### CONSIGNA
Copia textualmente todas las filas que aparecen a continuación, sin cambiar nada.

### Registros de una colección de datos
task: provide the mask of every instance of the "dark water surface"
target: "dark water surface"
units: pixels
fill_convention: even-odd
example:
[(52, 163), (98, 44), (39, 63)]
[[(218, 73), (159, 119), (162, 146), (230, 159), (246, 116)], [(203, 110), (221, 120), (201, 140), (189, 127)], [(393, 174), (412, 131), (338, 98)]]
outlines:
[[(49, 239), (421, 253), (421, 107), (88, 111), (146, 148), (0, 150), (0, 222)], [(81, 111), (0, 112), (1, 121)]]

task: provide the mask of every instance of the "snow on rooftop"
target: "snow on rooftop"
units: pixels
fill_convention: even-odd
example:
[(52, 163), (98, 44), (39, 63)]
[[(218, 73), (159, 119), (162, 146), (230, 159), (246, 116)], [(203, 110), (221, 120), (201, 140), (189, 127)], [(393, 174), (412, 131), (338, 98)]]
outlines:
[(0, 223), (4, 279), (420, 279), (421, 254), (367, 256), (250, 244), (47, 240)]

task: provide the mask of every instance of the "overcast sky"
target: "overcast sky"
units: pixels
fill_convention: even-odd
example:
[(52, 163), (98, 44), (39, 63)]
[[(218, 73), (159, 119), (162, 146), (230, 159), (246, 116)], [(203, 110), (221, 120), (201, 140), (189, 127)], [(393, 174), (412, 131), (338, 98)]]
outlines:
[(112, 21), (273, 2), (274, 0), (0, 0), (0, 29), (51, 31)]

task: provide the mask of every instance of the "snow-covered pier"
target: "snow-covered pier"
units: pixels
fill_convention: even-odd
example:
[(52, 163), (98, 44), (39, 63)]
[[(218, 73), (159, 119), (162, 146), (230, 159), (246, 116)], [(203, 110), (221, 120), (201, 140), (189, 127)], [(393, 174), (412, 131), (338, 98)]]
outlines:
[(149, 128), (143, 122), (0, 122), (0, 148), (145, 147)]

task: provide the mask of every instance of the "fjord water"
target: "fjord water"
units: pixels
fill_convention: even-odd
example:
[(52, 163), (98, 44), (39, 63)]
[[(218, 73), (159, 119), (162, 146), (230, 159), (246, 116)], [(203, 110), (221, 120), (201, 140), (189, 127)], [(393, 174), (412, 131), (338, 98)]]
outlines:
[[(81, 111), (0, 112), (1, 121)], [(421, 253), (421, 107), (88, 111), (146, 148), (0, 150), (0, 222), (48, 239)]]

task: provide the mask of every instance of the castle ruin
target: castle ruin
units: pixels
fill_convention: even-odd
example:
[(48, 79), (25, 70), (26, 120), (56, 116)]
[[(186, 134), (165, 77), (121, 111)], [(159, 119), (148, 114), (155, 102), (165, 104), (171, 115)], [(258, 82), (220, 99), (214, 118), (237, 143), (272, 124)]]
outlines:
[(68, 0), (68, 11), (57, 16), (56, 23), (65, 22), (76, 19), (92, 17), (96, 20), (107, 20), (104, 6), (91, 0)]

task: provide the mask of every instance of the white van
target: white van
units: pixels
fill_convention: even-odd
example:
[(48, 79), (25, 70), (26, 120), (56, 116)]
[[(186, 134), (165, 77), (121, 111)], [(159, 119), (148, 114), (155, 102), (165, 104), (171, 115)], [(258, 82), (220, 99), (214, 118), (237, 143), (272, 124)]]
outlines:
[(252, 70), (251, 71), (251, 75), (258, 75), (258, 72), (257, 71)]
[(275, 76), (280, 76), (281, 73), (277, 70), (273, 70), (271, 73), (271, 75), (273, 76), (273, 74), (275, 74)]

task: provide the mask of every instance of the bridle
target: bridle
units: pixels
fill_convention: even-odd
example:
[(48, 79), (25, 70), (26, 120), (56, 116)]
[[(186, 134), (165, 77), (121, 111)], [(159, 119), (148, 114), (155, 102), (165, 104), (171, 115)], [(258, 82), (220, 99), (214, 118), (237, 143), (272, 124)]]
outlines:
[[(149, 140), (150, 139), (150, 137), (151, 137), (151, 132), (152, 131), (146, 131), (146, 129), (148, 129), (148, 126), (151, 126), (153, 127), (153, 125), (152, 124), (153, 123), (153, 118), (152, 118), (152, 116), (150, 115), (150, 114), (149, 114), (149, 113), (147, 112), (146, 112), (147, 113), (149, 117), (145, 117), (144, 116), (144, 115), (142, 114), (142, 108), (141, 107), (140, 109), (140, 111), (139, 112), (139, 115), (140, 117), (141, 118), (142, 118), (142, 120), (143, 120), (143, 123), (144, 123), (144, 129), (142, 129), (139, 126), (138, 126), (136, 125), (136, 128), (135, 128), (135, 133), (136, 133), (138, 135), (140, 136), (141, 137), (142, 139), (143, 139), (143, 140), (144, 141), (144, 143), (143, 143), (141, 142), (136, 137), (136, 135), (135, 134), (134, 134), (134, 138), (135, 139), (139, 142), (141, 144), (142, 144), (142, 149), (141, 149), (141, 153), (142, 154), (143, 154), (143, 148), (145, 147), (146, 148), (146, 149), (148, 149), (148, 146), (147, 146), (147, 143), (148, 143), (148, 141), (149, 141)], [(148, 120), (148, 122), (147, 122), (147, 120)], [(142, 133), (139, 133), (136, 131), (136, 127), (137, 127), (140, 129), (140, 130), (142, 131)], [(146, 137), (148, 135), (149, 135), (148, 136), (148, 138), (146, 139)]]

### RESPUESTA CORRECTA
task: provide the mask of every instance of the "dark water surface"
target: "dark water surface"
units: pixels
fill_convention: even-odd
example:
[(52, 163), (98, 44), (39, 63)]
[[(218, 73), (159, 119), (162, 146), (230, 159), (246, 116)], [(203, 110), (221, 120), (201, 140), (189, 127)], [(393, 174), (412, 131), (338, 98)]]
outlines:
[[(49, 239), (421, 253), (421, 107), (88, 111), (146, 148), (0, 150), (0, 222)], [(81, 111), (0, 112), (1, 121)]]

task: provide the mask of every instance of the "snow on rooftop"
target: "snow on rooftop"
units: pixels
fill_convention: even-odd
example:
[(52, 163), (98, 44), (39, 63)]
[[(218, 73), (159, 119), (162, 146), (230, 159), (246, 116)], [(203, 110), (221, 120), (201, 140), (189, 127)], [(393, 174), (412, 131), (338, 98)]]
outlines:
[(0, 223), (4, 279), (420, 279), (421, 254), (367, 256), (250, 244), (47, 240)]

task: provide the mask of every instance of the "overcast sky"
target: "overcast sky"
units: pixels
fill_convention: even-odd
example:
[(52, 163), (98, 44), (39, 63)]
[[(218, 73), (159, 119), (162, 146), (230, 159), (246, 116)], [(203, 110), (221, 120), (201, 140), (189, 127)], [(393, 174), (412, 131), (338, 98)]]
outlines:
[(112, 21), (273, 2), (274, 0), (0, 0), (0, 29), (51, 31)]

task: provide the mask of every instance of the "snow-covered pier"
target: "snow-covered pier"
units: pixels
fill_convention: even-odd
example:
[(52, 163), (98, 44), (39, 63)]
[[(218, 73), (159, 119), (162, 146), (230, 159), (246, 116)], [(203, 110), (221, 120), (201, 140), (189, 127)], [(393, 174), (412, 131), (338, 98)]]
outlines:
[(149, 128), (143, 122), (0, 122), (0, 148), (145, 147)]

task: provide the mask of every instance of the "fjord water"
target: "fjord water"
units: pixels
fill_convention: even-odd
example:
[(52, 163), (98, 44), (39, 63)]
[[(218, 73), (159, 119), (162, 146), (230, 159), (246, 116)], [(203, 110), (221, 120), (201, 140), (189, 127)], [(393, 174), (412, 131), (338, 98)]]
outlines:
[[(81, 111), (0, 112), (1, 121)], [(421, 253), (421, 107), (88, 111), (146, 148), (0, 150), (0, 222), (48, 239)]]

task: provide the mask of every instance of the castle ruin
target: castle ruin
units: pixels
fill_convention: even-odd
example:
[(48, 79), (25, 70), (26, 120), (56, 116)]
[[(186, 134), (165, 77), (121, 111)], [(159, 119), (148, 114), (155, 102), (165, 104), (171, 115)], [(258, 82), (220, 99), (214, 118), (237, 143), (272, 124)]]
outlines:
[(68, 0), (68, 11), (57, 16), (56, 23), (65, 22), (76, 19), (92, 17), (96, 20), (107, 20), (104, 6), (91, 0)]

task: provide the mask of every instance of the white van
target: white van
units: pixels
fill_convention: even-odd
example:
[(48, 79), (25, 70), (26, 120), (56, 116)]
[[(186, 134), (165, 77), (121, 111)], [(159, 119), (148, 114), (155, 102), (165, 104), (171, 115)], [(258, 82), (220, 99), (214, 118), (237, 143), (272, 124)]]
outlines:
[(252, 70), (251, 71), (251, 75), (258, 75), (258, 72), (257, 71)]
[(275, 76), (280, 76), (281, 73), (277, 70), (273, 70), (271, 73), (271, 75), (273, 76), (273, 74), (275, 74)]

task: provide the mask of every instance of the bridle
target: bridle
units: pixels
fill_convention: even-odd
example:
[(48, 79), (25, 70), (26, 120), (56, 116)]
[[(186, 134), (165, 77), (121, 111)], [(159, 119), (148, 114), (155, 102), (165, 104), (171, 115)], [(258, 82), (220, 99), (214, 118), (237, 143), (272, 124)]]
outlines:
[[(149, 140), (150, 139), (150, 137), (151, 137), (151, 132), (152, 131), (146, 131), (146, 129), (148, 129), (148, 126), (151, 126), (153, 127), (153, 125), (152, 124), (153, 123), (153, 118), (152, 118), (152, 116), (150, 115), (150, 114), (149, 114), (149, 113), (147, 112), (146, 112), (147, 113), (149, 117), (145, 117), (144, 116), (144, 115), (142, 114), (142, 108), (141, 107), (140, 109), (140, 111), (139, 112), (139, 115), (140, 117), (141, 118), (142, 118), (142, 120), (143, 120), (143, 123), (144, 123), (144, 129), (142, 129), (139, 126), (138, 126), (136, 125), (136, 128), (135, 128), (135, 133), (136, 133), (138, 135), (140, 136), (141, 137), (142, 139), (143, 139), (143, 140), (144, 141), (144, 143), (143, 143), (141, 142), (136, 137), (136, 135), (135, 134), (134, 134), (134, 138), (135, 139), (139, 142), (141, 144), (142, 144), (142, 149), (141, 149), (141, 153), (142, 154), (143, 154), (143, 148), (145, 147), (146, 148), (146, 149), (148, 149), (148, 146), (147, 146), (147, 143), (148, 143), (148, 141), (149, 141)], [(148, 120), (148, 122), (147, 122), (147, 120)], [(142, 133), (139, 133), (136, 131), (136, 127), (137, 127), (140, 129), (140, 130), (142, 131)], [(146, 137), (148, 135), (149, 135), (148, 136), (148, 138), (146, 139)]]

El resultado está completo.